[Start of TASK DATA]

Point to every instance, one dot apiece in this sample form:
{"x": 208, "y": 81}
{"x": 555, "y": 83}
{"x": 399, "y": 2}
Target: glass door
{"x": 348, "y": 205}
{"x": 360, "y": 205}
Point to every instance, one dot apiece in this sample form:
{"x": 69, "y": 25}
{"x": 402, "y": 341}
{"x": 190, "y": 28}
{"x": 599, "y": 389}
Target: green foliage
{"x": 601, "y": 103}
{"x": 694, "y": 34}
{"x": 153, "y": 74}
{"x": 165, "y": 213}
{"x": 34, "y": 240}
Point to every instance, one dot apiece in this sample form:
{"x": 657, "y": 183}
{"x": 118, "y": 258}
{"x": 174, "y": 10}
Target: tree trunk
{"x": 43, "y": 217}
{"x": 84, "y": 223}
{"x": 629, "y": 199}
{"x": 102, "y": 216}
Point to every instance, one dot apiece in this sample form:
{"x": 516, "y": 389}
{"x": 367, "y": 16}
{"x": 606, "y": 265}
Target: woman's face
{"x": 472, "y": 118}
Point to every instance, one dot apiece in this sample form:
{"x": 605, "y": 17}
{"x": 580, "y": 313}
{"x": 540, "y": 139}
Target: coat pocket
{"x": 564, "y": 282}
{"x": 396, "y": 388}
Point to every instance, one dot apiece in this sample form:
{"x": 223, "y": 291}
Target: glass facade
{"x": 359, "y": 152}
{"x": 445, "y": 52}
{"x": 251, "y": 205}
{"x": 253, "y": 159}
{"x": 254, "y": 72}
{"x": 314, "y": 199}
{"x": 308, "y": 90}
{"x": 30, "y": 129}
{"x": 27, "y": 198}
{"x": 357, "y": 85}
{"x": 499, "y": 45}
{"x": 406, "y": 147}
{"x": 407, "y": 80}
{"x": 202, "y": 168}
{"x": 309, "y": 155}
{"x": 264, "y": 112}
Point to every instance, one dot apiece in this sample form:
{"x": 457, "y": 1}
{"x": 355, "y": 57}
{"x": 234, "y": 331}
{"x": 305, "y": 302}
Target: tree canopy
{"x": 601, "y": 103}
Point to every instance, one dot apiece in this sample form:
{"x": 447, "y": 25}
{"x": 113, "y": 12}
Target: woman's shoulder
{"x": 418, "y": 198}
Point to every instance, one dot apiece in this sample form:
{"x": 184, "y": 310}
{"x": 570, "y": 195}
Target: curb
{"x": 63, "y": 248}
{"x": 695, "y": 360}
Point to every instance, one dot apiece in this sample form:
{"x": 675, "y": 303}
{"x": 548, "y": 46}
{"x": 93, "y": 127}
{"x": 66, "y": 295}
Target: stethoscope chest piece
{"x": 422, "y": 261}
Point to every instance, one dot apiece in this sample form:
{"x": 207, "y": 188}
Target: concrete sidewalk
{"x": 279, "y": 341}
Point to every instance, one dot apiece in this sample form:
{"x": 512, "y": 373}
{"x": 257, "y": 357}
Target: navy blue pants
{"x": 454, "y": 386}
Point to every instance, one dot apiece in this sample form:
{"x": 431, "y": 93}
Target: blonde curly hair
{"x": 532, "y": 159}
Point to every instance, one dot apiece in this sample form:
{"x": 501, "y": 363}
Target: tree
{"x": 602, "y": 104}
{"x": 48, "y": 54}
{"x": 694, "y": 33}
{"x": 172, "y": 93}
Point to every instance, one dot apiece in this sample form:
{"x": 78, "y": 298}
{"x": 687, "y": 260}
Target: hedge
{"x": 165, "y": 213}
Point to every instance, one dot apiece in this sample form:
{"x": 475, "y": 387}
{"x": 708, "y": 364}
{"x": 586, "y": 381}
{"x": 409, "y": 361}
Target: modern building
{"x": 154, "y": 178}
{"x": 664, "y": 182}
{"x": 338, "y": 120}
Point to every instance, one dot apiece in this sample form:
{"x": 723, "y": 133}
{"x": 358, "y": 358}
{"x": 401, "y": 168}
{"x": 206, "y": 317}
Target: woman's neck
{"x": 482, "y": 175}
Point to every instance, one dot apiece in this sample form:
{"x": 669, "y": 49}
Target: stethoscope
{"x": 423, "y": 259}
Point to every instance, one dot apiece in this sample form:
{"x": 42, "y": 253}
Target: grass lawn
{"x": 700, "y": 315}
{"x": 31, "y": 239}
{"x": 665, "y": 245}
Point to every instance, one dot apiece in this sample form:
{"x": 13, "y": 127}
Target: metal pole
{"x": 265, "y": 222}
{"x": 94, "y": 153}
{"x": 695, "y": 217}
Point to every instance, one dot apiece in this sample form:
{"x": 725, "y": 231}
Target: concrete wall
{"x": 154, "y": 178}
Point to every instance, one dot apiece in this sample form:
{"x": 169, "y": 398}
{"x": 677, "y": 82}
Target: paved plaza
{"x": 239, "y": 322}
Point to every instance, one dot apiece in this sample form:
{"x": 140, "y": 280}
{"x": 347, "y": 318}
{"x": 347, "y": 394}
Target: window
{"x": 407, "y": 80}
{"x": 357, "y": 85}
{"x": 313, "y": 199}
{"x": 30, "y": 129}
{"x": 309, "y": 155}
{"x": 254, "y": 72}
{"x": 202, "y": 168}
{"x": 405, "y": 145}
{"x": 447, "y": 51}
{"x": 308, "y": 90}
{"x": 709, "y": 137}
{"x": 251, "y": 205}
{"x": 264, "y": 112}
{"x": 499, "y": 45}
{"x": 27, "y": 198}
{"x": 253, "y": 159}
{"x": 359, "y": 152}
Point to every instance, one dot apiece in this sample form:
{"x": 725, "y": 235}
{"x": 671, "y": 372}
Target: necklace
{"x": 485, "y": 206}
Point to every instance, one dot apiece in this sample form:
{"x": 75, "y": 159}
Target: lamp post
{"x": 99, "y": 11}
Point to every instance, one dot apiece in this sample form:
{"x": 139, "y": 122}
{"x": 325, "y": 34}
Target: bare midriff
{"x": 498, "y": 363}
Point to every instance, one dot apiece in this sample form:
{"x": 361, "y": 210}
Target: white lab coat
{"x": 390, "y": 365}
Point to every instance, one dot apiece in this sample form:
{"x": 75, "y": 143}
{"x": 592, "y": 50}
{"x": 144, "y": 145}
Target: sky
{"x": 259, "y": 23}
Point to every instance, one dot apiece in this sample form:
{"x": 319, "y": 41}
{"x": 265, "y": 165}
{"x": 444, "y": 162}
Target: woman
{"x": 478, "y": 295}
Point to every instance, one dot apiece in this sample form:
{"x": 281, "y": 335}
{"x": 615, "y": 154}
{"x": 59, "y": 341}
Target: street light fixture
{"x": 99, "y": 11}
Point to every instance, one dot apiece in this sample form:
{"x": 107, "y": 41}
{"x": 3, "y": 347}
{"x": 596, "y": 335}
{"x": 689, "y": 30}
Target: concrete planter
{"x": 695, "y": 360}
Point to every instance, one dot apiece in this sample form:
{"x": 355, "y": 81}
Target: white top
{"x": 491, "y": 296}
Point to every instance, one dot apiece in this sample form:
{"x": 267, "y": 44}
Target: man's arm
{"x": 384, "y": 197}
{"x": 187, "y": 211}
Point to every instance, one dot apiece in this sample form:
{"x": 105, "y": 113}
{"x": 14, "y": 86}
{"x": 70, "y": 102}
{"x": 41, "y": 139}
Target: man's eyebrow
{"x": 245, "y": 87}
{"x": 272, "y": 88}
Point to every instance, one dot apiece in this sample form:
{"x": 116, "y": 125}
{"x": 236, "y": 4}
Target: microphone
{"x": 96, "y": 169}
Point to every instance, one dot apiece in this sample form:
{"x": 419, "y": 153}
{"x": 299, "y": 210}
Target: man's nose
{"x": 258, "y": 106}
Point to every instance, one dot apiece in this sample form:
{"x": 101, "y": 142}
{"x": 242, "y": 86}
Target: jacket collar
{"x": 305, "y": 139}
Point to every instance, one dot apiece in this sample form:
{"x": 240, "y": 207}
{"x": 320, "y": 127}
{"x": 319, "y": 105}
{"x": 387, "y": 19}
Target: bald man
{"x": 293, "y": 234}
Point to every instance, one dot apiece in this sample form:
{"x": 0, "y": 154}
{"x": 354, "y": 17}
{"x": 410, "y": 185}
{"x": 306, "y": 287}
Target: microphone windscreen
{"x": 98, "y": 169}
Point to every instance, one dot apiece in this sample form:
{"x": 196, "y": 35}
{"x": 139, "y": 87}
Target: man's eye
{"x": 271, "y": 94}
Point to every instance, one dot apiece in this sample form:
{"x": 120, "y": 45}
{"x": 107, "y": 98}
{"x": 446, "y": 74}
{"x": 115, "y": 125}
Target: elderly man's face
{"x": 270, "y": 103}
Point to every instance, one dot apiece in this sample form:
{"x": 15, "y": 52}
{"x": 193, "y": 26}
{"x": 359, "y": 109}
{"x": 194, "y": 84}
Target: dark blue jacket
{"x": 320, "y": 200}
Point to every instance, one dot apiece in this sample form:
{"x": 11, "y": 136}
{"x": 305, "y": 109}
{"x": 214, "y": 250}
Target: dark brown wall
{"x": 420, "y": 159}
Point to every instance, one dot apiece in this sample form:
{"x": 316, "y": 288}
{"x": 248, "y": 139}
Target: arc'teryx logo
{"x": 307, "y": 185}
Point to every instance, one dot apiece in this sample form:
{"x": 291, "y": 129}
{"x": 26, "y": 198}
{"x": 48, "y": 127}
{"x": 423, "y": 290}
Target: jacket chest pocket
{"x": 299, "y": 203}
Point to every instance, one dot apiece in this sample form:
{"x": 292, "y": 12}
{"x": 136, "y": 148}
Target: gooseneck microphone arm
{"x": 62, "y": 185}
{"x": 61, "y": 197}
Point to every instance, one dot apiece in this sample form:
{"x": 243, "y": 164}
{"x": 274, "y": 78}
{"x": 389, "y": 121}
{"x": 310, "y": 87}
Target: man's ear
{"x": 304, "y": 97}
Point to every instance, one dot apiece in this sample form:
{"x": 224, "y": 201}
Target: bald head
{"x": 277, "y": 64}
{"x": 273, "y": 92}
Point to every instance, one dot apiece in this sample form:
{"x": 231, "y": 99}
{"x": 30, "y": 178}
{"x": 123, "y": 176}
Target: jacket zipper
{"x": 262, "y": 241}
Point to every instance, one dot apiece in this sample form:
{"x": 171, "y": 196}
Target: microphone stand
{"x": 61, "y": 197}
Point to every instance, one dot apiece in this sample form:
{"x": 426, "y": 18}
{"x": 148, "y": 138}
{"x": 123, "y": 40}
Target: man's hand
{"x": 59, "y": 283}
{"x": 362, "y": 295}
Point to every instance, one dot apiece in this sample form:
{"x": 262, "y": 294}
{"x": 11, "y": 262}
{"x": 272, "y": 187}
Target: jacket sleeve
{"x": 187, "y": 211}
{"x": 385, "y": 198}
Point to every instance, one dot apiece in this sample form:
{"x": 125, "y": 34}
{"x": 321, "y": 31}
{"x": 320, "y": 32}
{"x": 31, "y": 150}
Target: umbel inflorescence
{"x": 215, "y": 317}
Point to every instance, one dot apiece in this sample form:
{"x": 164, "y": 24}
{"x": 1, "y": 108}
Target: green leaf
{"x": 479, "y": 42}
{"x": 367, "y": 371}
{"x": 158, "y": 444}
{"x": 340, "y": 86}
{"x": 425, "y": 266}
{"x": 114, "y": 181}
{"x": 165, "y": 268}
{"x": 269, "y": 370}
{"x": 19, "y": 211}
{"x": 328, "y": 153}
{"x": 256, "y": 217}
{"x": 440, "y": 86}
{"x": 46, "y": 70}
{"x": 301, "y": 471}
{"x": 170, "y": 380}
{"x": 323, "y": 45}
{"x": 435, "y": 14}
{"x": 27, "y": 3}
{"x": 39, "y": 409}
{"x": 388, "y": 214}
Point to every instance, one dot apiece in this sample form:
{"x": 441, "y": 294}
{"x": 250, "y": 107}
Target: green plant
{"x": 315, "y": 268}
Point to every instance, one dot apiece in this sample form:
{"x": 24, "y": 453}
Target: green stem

[End of TASK DATA]

REQUIREMENT >>
Show each line in the records above that contains the word "woman".

WRITTEN SOLUTION >>
Target: woman's face
Target: woman's shoulder
Target: woman's neck
Target: woman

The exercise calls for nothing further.